• [Document section]:
So in most of the stories of Edna, she is a young girl and she's to be married and she doesn't want to marry the person that has been chosen for her to marry, and she kicks up a fuss. She's got a will and a mind, and she doesn't want to. And she's being told she must, in some of the legends, she marries a dog so that she doesn't have to marry the man chosen for her.
Either way, she ends up in a canoe with her father, and he's very angry with her because she will not do as she has been told to do, and she will not marry this man. So he throws her into the water, and as she's swimming back to the canoe and grabbing onto the canoe. He slowly chops each one of her fingers off until she can no longer hold on, and she falls down into the dark water and there's an underworld representative here.
There's like a, a death and rebirth theme where she's on the floor of the ocean and consumed by grief and sadness and betrayal out of that deep pain. The loss of her fingers, she transforms and she takes all of her finger pieces, and from them she creates the abundance of the ocean. She creates the seals and she creates the fish.
She creates all the life in the ocean. So she is a mother of all life, and we wanna remember how important fishing was and how important collecting things like from the sea would've been to the Northern Pacific. First people. The sea was their lifeblood. Similar to the buffalo on the prairies. The sea was everything, and she birthed it all.
She transformed her suffering. Not only did she transform her suffering, but she also took that abundance and gave it back to the people. She supported the people out of her pain. She created beauty out of her grief. She created life. Through working with Sedna, I have learned so much self-compassion. I have learned so much about transforming whatever you have into goodness.

• [Available data]:
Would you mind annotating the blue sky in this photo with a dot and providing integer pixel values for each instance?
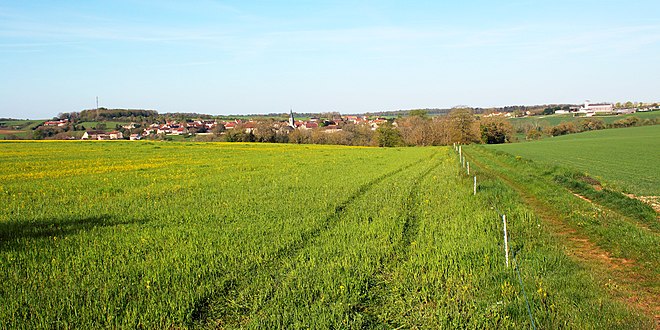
(240, 57)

• [Required work]:
• 1. In the Sedna story, rewrite the stretch from "She creates all" through "birthed it all.", replacing "buffalo" with "bison".
• 2. According to the Sedna story, why does her father throw her into the water?

• [Answers for this exercise]:
• 1.
She creates all the life in the ocean. So she is a mother of all life, and we wanna remember how important fishing was and how important collecting things like from the sea would've been to the Northern Pacific. First people. The sea was their lifeblood. Similar to the bison on the prairies. The sea was everything, and she birthed it all.

• 2. He is very angry with her because she will not do what she has been told to do and will not marry the man chosen for her. Out of that anger, he throws her into the water.